→ **PROBLEM DETAILS**
Please reproduce the entries below exactly, leaving the pictures out.

→ **DATASET ENTRIES**
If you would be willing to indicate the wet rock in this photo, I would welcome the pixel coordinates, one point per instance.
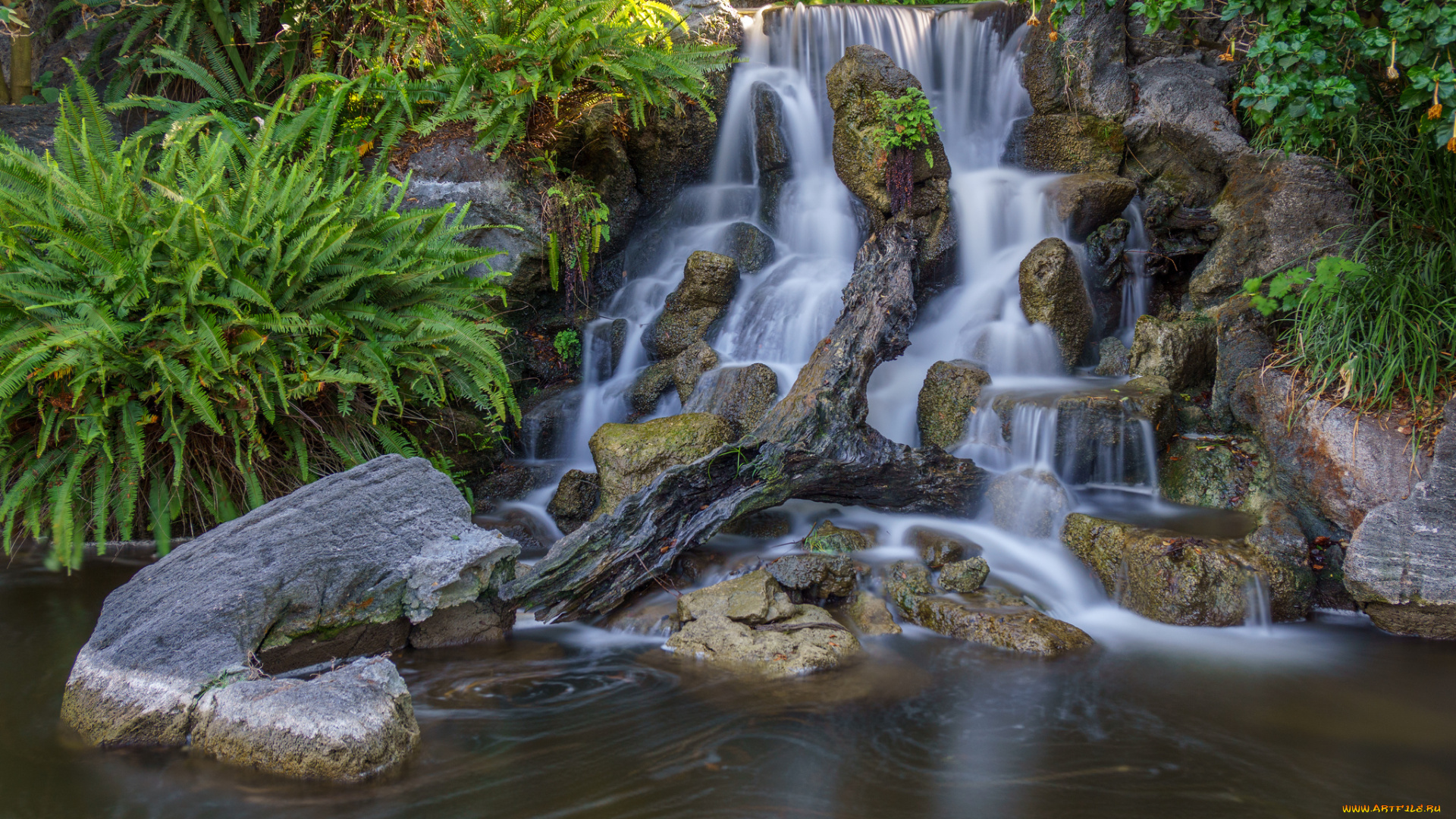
(1053, 293)
(739, 395)
(1329, 466)
(965, 575)
(1087, 202)
(938, 548)
(752, 248)
(1066, 143)
(1183, 580)
(1277, 210)
(990, 617)
(1183, 350)
(770, 150)
(826, 538)
(389, 539)
(650, 387)
(576, 499)
(870, 615)
(1244, 343)
(861, 162)
(629, 457)
(750, 626)
(816, 576)
(1401, 563)
(946, 400)
(1084, 71)
(346, 725)
(692, 311)
(1027, 503)
(1183, 136)
(689, 366)
(1112, 357)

→ **SOLUTION TO THE EXERCISE**
If you would be willing to indicate the wet rock in this photo, I would welcome the pixel coordinates, one point per instance.
(1053, 293)
(739, 395)
(1329, 466)
(965, 575)
(1087, 202)
(938, 548)
(752, 248)
(1066, 143)
(1183, 580)
(1277, 210)
(990, 617)
(1183, 350)
(770, 150)
(826, 538)
(389, 539)
(650, 387)
(576, 499)
(870, 615)
(1244, 343)
(861, 162)
(629, 457)
(750, 626)
(816, 576)
(1401, 563)
(946, 400)
(1084, 71)
(346, 725)
(692, 311)
(1027, 503)
(1183, 136)
(689, 366)
(1112, 357)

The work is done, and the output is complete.